- THE DATA -
::::

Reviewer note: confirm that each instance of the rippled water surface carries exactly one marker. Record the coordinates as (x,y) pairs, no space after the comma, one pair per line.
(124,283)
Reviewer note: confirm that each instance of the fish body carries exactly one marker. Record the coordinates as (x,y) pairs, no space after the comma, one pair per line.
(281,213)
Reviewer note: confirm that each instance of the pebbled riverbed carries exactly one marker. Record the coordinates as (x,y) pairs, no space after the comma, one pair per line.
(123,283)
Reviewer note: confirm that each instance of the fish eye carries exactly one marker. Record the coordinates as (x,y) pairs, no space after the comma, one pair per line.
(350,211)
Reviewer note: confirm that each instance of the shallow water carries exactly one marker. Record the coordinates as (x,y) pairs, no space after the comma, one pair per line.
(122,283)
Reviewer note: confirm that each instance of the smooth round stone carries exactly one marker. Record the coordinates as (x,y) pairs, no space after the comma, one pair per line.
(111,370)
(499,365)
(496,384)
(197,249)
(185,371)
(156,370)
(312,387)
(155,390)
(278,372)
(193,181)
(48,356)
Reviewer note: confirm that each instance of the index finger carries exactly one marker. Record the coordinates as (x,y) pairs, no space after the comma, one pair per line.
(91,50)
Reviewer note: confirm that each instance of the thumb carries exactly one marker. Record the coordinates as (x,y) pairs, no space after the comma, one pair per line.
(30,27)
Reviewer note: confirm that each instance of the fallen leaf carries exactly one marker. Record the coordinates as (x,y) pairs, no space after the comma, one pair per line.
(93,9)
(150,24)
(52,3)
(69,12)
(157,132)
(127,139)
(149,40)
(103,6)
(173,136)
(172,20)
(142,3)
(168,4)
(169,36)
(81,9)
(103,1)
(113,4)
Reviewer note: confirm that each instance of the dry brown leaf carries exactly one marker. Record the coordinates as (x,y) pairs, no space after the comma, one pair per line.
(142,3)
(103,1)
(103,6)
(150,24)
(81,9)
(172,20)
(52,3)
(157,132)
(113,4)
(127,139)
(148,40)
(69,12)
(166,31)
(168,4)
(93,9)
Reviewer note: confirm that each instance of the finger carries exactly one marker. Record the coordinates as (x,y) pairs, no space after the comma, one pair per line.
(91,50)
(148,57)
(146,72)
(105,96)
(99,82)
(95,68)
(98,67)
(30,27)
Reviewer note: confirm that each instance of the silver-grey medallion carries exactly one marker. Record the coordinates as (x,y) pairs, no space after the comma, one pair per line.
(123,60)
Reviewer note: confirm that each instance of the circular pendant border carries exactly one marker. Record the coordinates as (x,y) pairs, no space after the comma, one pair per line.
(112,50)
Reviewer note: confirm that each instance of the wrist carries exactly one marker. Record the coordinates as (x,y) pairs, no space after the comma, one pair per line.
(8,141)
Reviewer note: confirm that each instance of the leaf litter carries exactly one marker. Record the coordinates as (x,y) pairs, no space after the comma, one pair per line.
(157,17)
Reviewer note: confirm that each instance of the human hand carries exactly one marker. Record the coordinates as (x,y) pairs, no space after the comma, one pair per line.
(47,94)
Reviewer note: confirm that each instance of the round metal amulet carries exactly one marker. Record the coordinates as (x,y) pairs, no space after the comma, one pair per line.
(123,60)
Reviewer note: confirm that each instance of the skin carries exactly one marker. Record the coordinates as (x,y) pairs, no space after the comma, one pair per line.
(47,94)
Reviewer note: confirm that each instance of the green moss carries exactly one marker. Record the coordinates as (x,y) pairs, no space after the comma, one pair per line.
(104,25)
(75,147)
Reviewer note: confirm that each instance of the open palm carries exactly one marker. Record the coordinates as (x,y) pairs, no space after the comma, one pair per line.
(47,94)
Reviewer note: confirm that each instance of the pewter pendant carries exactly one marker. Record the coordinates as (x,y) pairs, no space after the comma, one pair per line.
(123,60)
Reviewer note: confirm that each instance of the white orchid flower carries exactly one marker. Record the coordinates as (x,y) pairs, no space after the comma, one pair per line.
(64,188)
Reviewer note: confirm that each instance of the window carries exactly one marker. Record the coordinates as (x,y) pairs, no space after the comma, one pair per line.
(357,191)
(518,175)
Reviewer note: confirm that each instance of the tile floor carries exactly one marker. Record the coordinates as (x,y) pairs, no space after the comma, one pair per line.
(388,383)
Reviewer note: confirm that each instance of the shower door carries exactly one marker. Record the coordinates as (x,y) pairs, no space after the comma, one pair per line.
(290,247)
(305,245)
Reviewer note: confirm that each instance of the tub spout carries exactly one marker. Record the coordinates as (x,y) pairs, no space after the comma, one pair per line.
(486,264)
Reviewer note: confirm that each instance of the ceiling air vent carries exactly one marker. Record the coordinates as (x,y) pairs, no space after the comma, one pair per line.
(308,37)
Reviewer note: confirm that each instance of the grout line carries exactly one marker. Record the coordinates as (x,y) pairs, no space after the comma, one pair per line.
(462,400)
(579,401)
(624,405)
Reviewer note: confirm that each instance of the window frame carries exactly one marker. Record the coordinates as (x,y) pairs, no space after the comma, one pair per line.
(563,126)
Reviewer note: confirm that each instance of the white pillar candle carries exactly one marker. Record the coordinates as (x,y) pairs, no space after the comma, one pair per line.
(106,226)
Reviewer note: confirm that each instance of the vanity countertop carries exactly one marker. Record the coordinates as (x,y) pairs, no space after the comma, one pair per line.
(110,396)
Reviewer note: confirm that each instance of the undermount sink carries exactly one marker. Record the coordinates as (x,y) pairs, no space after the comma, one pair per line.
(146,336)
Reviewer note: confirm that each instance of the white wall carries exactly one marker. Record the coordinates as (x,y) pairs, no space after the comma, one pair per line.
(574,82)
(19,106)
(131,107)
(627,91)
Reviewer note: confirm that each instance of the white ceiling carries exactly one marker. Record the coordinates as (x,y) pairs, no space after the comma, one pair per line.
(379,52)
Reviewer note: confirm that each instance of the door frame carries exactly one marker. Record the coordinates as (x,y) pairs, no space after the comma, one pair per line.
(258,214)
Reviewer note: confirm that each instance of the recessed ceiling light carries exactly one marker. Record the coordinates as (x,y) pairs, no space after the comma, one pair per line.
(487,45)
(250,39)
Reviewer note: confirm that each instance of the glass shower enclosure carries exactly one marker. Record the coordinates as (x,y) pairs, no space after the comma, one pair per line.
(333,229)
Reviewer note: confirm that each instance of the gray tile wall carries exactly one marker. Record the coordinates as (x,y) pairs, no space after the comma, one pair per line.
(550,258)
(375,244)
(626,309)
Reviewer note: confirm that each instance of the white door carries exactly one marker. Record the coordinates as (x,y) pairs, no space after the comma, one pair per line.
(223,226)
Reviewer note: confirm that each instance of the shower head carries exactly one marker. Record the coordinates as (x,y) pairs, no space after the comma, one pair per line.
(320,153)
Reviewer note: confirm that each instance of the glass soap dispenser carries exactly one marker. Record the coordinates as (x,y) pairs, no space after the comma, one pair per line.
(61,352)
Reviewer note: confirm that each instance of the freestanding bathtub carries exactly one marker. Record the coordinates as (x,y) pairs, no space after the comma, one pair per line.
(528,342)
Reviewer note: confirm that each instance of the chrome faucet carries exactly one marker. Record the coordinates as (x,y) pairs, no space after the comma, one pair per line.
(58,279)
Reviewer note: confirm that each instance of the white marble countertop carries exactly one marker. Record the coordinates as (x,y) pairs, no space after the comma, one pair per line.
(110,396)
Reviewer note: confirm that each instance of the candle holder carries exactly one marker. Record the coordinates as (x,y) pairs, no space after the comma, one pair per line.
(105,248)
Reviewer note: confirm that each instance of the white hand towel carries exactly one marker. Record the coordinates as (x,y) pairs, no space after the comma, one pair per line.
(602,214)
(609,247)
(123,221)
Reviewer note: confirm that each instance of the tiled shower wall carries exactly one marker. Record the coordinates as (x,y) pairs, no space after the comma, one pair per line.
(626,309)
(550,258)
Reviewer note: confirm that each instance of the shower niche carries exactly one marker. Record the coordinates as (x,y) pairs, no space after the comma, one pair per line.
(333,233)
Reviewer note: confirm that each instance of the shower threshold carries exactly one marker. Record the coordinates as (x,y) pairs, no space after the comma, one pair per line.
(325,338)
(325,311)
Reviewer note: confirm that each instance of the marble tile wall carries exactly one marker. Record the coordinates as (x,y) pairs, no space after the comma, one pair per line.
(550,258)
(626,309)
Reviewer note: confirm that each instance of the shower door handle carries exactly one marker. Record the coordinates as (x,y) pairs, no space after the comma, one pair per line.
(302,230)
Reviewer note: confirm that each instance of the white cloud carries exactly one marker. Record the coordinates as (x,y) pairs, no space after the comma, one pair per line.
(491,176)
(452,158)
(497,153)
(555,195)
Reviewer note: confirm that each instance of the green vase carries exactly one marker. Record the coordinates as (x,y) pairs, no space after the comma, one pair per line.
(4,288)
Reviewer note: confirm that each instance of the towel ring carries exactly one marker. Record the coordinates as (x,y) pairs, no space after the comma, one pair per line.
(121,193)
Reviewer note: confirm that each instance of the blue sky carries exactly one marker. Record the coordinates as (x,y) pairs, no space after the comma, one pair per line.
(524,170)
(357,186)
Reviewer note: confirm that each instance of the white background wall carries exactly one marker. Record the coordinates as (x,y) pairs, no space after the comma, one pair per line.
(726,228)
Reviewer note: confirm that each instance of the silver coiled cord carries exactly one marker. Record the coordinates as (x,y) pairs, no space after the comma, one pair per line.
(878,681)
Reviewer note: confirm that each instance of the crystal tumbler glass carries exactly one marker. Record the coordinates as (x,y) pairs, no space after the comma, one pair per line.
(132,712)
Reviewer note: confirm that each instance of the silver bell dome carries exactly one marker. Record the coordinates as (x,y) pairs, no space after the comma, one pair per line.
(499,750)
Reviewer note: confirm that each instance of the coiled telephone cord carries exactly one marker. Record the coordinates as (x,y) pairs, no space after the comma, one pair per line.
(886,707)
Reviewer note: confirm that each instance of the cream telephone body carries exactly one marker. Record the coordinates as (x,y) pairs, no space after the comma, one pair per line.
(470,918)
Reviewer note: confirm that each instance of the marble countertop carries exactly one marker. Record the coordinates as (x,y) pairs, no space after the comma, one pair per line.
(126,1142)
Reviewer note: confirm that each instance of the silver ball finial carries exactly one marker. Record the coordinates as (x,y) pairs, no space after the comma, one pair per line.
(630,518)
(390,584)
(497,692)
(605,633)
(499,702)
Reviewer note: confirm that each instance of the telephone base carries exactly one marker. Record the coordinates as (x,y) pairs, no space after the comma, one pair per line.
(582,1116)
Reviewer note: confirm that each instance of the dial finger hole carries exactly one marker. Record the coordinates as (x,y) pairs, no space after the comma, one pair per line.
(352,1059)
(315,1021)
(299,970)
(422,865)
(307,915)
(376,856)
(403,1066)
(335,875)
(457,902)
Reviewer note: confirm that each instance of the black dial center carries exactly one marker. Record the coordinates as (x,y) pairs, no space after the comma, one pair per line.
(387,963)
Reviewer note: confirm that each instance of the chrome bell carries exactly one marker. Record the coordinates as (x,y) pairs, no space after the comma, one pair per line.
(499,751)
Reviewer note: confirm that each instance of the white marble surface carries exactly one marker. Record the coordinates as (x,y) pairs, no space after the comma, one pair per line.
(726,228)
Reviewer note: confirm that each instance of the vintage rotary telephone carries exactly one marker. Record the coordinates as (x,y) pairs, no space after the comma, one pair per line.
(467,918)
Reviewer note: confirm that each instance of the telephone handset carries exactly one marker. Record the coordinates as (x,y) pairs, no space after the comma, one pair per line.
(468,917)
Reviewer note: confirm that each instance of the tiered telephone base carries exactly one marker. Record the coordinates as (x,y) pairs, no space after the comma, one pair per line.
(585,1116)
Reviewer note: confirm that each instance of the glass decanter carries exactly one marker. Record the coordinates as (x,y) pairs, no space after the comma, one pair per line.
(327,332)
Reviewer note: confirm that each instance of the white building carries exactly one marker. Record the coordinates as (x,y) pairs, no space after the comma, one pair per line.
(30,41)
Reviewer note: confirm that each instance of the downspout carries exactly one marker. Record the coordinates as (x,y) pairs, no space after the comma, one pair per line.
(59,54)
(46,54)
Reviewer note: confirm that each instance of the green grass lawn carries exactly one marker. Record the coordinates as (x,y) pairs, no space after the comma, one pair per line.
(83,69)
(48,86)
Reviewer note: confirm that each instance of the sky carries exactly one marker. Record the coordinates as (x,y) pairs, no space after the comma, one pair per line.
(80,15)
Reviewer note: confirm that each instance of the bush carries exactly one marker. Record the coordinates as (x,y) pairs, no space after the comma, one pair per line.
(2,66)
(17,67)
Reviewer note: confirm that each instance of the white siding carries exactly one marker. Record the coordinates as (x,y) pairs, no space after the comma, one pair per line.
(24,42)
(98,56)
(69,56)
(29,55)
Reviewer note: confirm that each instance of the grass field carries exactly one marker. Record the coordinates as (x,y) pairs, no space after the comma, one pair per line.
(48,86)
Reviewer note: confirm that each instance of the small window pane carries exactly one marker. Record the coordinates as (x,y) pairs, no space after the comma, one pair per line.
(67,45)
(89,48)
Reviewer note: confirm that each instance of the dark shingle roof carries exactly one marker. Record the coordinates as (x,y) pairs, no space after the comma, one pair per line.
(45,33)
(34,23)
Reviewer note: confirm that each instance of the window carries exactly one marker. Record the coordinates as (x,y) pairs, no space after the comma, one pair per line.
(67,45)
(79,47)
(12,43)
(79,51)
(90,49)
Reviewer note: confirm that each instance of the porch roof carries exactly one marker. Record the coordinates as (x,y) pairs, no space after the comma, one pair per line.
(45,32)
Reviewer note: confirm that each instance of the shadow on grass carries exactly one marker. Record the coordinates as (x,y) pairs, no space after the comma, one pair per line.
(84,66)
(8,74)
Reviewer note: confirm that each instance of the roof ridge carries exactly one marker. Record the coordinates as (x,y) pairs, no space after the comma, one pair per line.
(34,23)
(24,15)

::::

- TASK STATEMENT -
From the line containing "Reviewer note: confirm that each instance of the white siding" to the final line above, output everything. Change nothing and add nothing.

- ANSWER AREA -
Reviewer note: confirm that each instance of the white siding carries exactly one marker. Record the coordinates as (x,y) pairs, no space after the comma, one pair per line.
(24,42)
(98,56)
(69,56)
(29,55)
Reviewer note: confirm that each instance of the grass field carries exactly one marker. Record the coordinates as (x,y) pairs, no space after the comma, one pair per line.
(48,86)
Reviewer note: confirm that each instance of the small window pane carries exactly one marker. Record the coordinates as (x,y) pairs, no space after the comma, one pair per line.
(67,45)
(89,48)
Reviewer note: confirm that each instance of the dark shingle roof carries exactly one marker. Record the coordinates as (x,y) pairs, no space after the comma, one pair per line.
(45,33)
(34,23)
Reviewer note: confirm that each instance of the window carries exactly one marker. Record the coordinates as (x,y) pairs, no space after the comma, one pair per line.
(67,45)
(79,47)
(12,43)
(79,51)
(90,49)
Reviewer note: confirm that each instance of the porch roof carries exactly one marker. Record the coordinates as (x,y) pairs, no space after the comma, one pair per line.
(45,32)
Reviewer note: confirm that each instance of the shadow on grass carries exactly one marker. Record the coordinates as (x,y) pairs, no space after the comma, one pair per line.
(84,66)
(8,74)
Reviewer note: confirm that each instance of the roof ridge carries exactly one marker. Record the coordinates as (x,y) pairs, no space after the comma, one pair per line.
(34,23)
(24,15)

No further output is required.